**Document passage:**
Jack William Frederick Gwillim (15 December 1909 – 2 July 2001) was an English character actor.

Career
Born in Canterbury, Kent, England, he joined the Royal Navy at 17 and served for over twenty years, becoming one of the youngest men ever to obtain the rank of Commander. During his time in the Navy, he became a champion boxer and rugby player, and was invalided out in 1946. After training at Central School of Speech and Drama, Gwillim began his acting career in earnest in the 1950s, working on both stage and screen. On stage, he appeared both at the Shakespeare Memorial Theatre in Stratford and at the Old Vic. He performed in an extensive amount of theatre, both classics and modern plays, in the West End of London and on Broadway.

Some of his most notable roles include: playing in Sir Ralph Richardson's production of The Merchant of Venice; The Right Honourable Gentleman with lifelong friend Anthony Quayle; a revival of My Fair Lady with Rex Harrison, playing Colonel Pickering; John Gielgud's The Constant Wife, with Ingrid Bergman; and The Iceman Cometh, with James Earl Jones.

**Set problem a:**
Convert part of the records into a numbered list with no blank lines, starting at the line that contains "blazer as a single point per instance." and ending with the last line of the records.
The biography above has no connection to the records that come next.

**Records provided:**

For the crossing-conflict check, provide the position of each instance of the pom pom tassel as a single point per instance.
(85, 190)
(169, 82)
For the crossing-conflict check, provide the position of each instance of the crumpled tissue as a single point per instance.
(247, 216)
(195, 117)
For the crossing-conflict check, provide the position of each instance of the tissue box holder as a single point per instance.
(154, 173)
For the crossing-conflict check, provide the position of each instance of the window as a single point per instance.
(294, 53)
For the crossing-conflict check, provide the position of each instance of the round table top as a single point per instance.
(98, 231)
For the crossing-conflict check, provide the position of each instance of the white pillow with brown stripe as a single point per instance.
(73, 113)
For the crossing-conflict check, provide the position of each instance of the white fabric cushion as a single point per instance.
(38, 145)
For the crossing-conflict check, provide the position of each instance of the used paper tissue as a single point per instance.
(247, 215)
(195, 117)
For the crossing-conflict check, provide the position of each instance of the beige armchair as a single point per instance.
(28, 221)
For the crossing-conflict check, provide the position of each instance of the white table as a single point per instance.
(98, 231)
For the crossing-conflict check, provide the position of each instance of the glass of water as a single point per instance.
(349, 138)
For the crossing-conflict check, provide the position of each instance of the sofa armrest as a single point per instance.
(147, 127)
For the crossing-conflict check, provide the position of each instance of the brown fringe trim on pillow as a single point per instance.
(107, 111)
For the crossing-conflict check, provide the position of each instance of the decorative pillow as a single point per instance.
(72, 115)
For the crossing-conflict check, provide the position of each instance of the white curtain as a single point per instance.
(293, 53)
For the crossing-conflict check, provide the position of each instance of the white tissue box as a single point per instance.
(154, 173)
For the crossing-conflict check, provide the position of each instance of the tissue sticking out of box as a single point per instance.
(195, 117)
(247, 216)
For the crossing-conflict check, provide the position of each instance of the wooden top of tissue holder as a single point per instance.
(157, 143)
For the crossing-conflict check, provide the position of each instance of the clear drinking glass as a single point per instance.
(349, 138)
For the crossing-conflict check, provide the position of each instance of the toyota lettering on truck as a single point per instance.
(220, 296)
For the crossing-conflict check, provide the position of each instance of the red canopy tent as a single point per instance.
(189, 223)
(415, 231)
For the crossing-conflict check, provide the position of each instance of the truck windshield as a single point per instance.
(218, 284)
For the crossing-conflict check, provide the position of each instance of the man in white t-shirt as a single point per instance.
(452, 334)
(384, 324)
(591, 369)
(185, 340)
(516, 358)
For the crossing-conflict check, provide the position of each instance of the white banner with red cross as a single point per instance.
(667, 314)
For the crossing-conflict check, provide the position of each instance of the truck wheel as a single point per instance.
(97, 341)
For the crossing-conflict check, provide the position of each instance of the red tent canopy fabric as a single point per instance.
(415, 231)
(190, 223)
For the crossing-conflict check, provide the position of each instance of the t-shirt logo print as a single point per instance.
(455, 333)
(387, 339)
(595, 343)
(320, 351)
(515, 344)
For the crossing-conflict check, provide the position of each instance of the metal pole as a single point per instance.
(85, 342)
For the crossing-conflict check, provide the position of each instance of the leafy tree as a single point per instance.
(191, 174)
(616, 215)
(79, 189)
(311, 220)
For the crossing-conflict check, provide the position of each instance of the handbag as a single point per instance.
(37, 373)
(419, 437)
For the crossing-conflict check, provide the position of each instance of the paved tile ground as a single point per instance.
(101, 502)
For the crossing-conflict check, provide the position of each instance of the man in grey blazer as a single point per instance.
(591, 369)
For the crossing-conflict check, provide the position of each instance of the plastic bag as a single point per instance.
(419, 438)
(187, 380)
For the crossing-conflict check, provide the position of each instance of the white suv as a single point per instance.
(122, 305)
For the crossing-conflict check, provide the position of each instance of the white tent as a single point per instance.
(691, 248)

**Set problem b:**
According to the actor's biography, what rank did he reach in the Royal Navy?

**Task solution a:**
1. For the crossing-conflict check, provide the position of each instance of the man in grey blazer as a single point per instance.
2. (591, 369)
3. For the crossing-conflict check, provide the position of each instance of the plastic bag as a single point per instance.
4. (419, 438)
5. (187, 380)
6. For the crossing-conflict check, provide the position of each instance of the white suv as a single point per instance.
7. (122, 305)
8. For the crossing-conflict check, provide the position of each instance of the white tent as a single point per instance.
9. (691, 248)

**Task solution b:**
Commander